Review: Prometheus

Written by: Dee Pilgrim


It is the most eagerly anticipated film of the year with a teaser trailer that has had everybody salivating for more.

Coming from Ridley Scott, one of the coolest directors on the planet, and starring Michael Fassbender, one of the classiest actors around, how could Prometheus fail to be anything but brilliant?

Well let me tell you, don’t believe the hype.

Michael Fassbender as David in Prometheus

Michael Fassbender in Prometheus

Billed as a prequel to the original Alien, what it actually boils down to is an over-long rerun of the 1979 film complete with feisty female, spooky android and vicious, predator aliens. This time round the story starts on earth in 2085 with archaeologists discovering some prehistoric cave paintings that seem to indicate our forefathers were visited by extraterrestrials. So, an extremely wealthy backer in the form of decrepit Michael Weyland (Guy Pearce, unrecognisable in prosthetic make up) is found and a spaceship is built; Prometheus which is to set out and find the planet pictured in the paintings.

The crew are put into suspended animation, looked over by android David (Fassbender) who spends his isolation watching Lawrence of Arabia (an intriguing element of the storyline but one that is never developed). Eight years later Prometheus arrives on a desolate planet and the crew are woken up. They include the laidback captain (Idris Elba), an ice queen representative of the Weyland Corporation (Charlize Theron), and Dr Elizabeth Shaw (Noomi Rapace) the archaeologist who originally discovered the paintings. The crew immediately discovers a huge, artificial structure and a pile of dead giant aliens — not a good sign, especially as what killed them is nowhere to be seen.

This is when Ridley Scott should really start to ratchet up the tension with fear and dread lurking around ever corner and in every pool of the slimey goo the crew encounter in a massive central chamber of the structure. But it never happens. Things start to go drastically wrong with parasitic life-forms taking over one after another of the crew members; Dr Shaw being impregnated with something that really shouldn’t be in a human womb; and David following an agenda that no one else on the ship has any notion about. But not once do you feel that frisson of fear tingle down your spine, or jump out of your seat as something nasty explodes on the screen.

* [Entries shown]

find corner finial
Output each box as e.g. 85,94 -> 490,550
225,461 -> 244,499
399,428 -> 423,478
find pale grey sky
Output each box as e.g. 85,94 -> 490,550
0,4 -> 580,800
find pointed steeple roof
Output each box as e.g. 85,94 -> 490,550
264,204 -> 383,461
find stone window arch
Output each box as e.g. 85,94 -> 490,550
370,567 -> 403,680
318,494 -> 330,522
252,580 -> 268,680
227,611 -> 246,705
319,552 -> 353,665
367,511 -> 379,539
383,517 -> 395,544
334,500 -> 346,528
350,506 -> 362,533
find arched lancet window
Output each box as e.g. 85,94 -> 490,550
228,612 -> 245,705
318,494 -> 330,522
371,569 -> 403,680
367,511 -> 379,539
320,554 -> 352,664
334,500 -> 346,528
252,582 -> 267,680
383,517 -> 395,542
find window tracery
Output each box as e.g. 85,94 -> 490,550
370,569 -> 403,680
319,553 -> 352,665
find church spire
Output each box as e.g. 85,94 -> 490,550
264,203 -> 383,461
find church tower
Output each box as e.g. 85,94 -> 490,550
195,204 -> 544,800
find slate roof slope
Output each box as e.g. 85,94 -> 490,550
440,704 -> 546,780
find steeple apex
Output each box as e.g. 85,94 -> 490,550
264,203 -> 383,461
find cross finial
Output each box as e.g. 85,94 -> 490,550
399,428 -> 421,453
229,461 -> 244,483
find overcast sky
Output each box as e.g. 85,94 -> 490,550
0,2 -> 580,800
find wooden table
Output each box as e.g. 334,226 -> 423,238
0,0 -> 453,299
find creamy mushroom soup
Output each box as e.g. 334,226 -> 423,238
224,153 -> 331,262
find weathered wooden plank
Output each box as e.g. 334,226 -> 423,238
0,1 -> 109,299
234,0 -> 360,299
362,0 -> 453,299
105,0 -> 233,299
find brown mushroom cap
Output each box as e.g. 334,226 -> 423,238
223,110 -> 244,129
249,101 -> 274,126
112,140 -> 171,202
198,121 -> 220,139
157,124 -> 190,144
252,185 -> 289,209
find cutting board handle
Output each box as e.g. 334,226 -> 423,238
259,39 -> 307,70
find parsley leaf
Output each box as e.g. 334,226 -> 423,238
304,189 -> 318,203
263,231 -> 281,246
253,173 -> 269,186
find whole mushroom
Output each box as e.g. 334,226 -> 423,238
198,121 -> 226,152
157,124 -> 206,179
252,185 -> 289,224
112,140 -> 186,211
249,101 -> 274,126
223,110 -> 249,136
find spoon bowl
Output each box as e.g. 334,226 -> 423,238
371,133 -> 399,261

* [What to do]
1. Decide whether each statement agrees with the Prometheus review: (a) the story starts on earth in 2085; (b) the crew are woken up ten years after setting out; (c) David spends his isolation watching Lawrence of Arabia. Answer each with yes or no and quote the words of the review that settle it.
2. Carry on the Prometheus review from its last sentence.

* [Answers by item number]
1.
(a) Yes: "This time round the story starts on earth in 2085"
(b) No: "Eight years later Prometheus arrives on a desolate planet and the crew are woken up."
(c) Yes: "looked over by android David (Fassbender) who spends his isolation watching Lawrence of Arabia"

2.
Although the design of the film is exemplary (Scott has a brilliant eye for detail) what little you can see through the stygian gloom fails to scare the willies out of the audience. The script lacks any sort of nuance and some of the characters are so badly drawn they really are just ciphers — you know they are not gong to last long because you know nothing about them and thus they are thoroughly expendable. There also seem to be huge holes in the plot so you find yourself thinking ‘hang on a minute, why did he do that?’ or ‘where the hell did that come from?’

The final, explosive climax has stupendous CGIs but again, it isn’t exactly climatic as Scott doesn’t keep you guessing as to who is going to be left standing at the end of the day – you will work it out ages before the finale.

Fassbender is very good as David, in a clipped, sarcastic fashion and Noomi Rapace is nicely vulnerable yet resilient as Dr Shaw, but the film as a whole is disappointing and feels slightly deflated as if it has lost half its innards. I say this as a huge Ridley Scott fan who came to this movie absolutely wanting it to be as skilled and as subtle as the original film.

I left feeling I’d just seen a movie that hadn’t been fully-realised and was ill-thought through. This won’t stop it from taking gigantic sums of money at the box office of course, but that doesn’t make it good cinema.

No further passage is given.